Start of TEXT BLOCK
I think that most of the high-end Humminbird units have the same resolving power. Most of the transducers have dual beams operating at 83khz and 200khz (some also have a 455khz beam) with a claimed 2.5" target separation. This applies to both the color and B&W units. The advantage of the color units is in how the returns are displayed. The B&W units have a 16 level gray scale and the color units have a 256 color display. The return strength can be displayed over a wider range with the color finder. It's just my opinion, but I find it much easier to interpret the image when displayed in color. The different colors are easier for me to pick out than the subtle tonal separations of the B&W. This is particularly noticeable in bright sun when the apparent screen contrast is lower. I don't think you will gain much from a color unit if you rely only on the fish ID feature. In that case it is just a matter of which unit has the better signal processor (SP is probably very similar across the product lines). Where the color finder will really be a benefit is when looking at the raw image. A dense target will stand out against background more on a color display. Here are some examples (Note: side imaging sonar is a completely different ballgame  )


----------



## landyman (Oct 17, 2007)

mmmmmm .... side imaging... if you can afford side imaging.. GET IT 8)


----------



## Guest (Dec 2, 2007)

Thx Douglas

Im definately going colour now.

This is as much as I can afford, was looking at getting one from the USA over the weekend but the warranty issues and metric features concern me so will be buying it in Australia.

Going for the Humminbird 343C  I have ordered a ram mount from Hook One to mount this one up to my new Revo which I am picking up next week 

http://www.bla.com.au/index.php?fn=prod ... 3b647f01bc

I like the dual beam technology and its compact size.

Cheers


----------



## landyman (Oct 17, 2007)

MacFish said:


> Thx Douglas
> 
> Im definately going colour now.
> 
> ...


let us know what the best price you can get it for.. my local shop is pretty good and I'm sure he'd ship it straight to you..


----------



## Guest (Dec 2, 2007)

landyman said:


> MacFish said:
> 
> 
> > Thx Douglas
> ...


Thx Landyman

I have a mate that can do a sweet deal for me on them so I doubt whether your friend could match the price, but thx anyway. 

BTW this is the USA price, good prices on this site and I like the way they review the souders with their rating system, temping to buy there but like I said I'm worried about warranty and Measurement units. http://www.fishfinder-store.com/hu34fifico.html

Bring on next weekend,....new yak...rod holders from the USA...and a colour sounder..woohoo.... :lol:

Cheers


----------



## DGax65 (Jun 7, 2006)

I would think long and hard before getting a side imaging FF. There are a number of drawbacks that kayak fishos need to take into account. The head units use more power and are larger and heavier than most standard FF. Side imaging FF are very expensive compared to standard fish finders. Of major concern for kayak fishermen-you cant mount the transducer inside the hull.
End of TEXT BLOCK
Start of ENTRIES SHOWN
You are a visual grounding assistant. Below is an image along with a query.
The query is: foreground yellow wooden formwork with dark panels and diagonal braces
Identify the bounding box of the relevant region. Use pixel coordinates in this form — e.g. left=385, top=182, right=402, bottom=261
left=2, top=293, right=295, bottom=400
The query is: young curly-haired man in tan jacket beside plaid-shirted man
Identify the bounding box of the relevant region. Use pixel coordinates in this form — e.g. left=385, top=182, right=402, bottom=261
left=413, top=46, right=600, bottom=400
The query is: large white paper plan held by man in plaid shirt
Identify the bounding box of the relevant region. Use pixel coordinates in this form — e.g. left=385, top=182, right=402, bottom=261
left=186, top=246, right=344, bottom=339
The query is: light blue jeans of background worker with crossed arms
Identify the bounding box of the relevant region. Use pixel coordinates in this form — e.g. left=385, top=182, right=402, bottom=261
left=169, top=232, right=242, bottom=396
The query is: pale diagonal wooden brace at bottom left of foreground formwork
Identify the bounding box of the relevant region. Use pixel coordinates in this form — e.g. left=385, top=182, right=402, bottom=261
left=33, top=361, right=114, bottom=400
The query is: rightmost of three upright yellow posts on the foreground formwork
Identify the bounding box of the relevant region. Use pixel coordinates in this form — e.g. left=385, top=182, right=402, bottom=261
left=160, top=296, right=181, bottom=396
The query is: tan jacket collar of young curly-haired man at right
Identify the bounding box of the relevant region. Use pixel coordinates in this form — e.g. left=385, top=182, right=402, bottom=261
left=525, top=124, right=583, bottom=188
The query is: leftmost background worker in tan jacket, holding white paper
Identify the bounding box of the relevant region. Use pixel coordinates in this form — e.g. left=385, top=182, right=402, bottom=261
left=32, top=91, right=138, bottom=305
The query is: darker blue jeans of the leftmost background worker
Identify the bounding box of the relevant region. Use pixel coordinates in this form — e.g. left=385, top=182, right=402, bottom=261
End of ENTRIES SHOWN
WHAT TO DO:
- 1) Repeat word for word everything in the fish finder discussion from "I have a mate" down to "(Jun 7, 2006)".
- 2) Carry on the fish finder discussion above from the point where it stops.

ANSWERS FOR THE TASKS:
- 1)
I have a mate that can do a sweet deal for me on them so I doubt whether your friend could match the price, but thx anyway. 

BTW this is the USA price, good prices on this site and I like the way they review the souders with their rating system, temping to buy there but like I said I'm worried about warranty and Measurement units. http://www.fishfinder-store.com/hu34fifico.html

Bring on next weekend,....new yak...rod holders from the USA...and a colour sounder..woohoo.... :lol:

Cheers


----------



## DGax65 (Jun 7, 2006)

- 2)
It's easy to get taken in by the images. Sometimes the images formed by a side scan will look almost like an underwater video. It really can be quite impressive. Unfortunately, the returns are not always going to be that clear. The image quality depends a lot on the bottom composition and background return. I've seen some diver detection/identification side scans that worked fine over flat silt bottoms, but failed miserably when used over mixed backgrounds. Don't think it's always going to look like the pretty pictures that you see on the website.


----------



## landyman (Oct 17, 2007)

I know Hobie Vic (Scott) has one..

he's mounted the transducer off the rudder.. perhaps he'll chime in with image reviews..

just noticed you bought a new bicycle.. um I mean kayak Mac.. :lol:

you selling the Quest then ??


----------



## Guest (Dec 2, 2007)

landyman said:


> just noticed you bought a new bicycle.. um I mean kayak Mac.. :lol:
> 
> you selling the Quest then ??


Landy

I went to a Hobie weekend last weekend and I was the only paddler there. I was amazed at just how good the pedal yaks are good for fishing, after all its all about fishing here. The sails for the pedal yaks are awesome too. I wasn't going to buy one for ages but long term I wanted one. I came home and told the wife about it and she said I could get one 8)

So a Revo it is for me  The quest is too good to sell, I love it and I intend to do trips where I can paddle only as I do fish alot of estuaries that are really shallow. I also have a lot of friends that would like to try Kayak fishing so having two kayaks will make it easy for my friends to come out for a fish. I hope to convert a few.

Landy, I have a Revolution with Sail kit and St fins on order, will be picking up next Saturday.

Cheers


----------



## xerubus (May 17, 2007)

you'll love the 343c mate.... best investment i have made on the yak.


----------



## Donutslayer (Jun 9, 2007)

stonecold said:


> Gday MacFish,
> 
> I just invested in a hummingbird 565 from the states. It was a little over $220 landed here. As wth the 323 hereabouts its a dual beam unit but has 640 vertical pix. I have a Furuno 600 which I run in the big boat, the little hummingbirds not going to perform anywhere near what i expect from that unit, having said that I was out on Friday and could tell weed from hard bottom and sand. It certainly show great detail with its resolution. I did look at the Eagle 320 but after a quick measure decided they may have been a little bulky for what i wanted.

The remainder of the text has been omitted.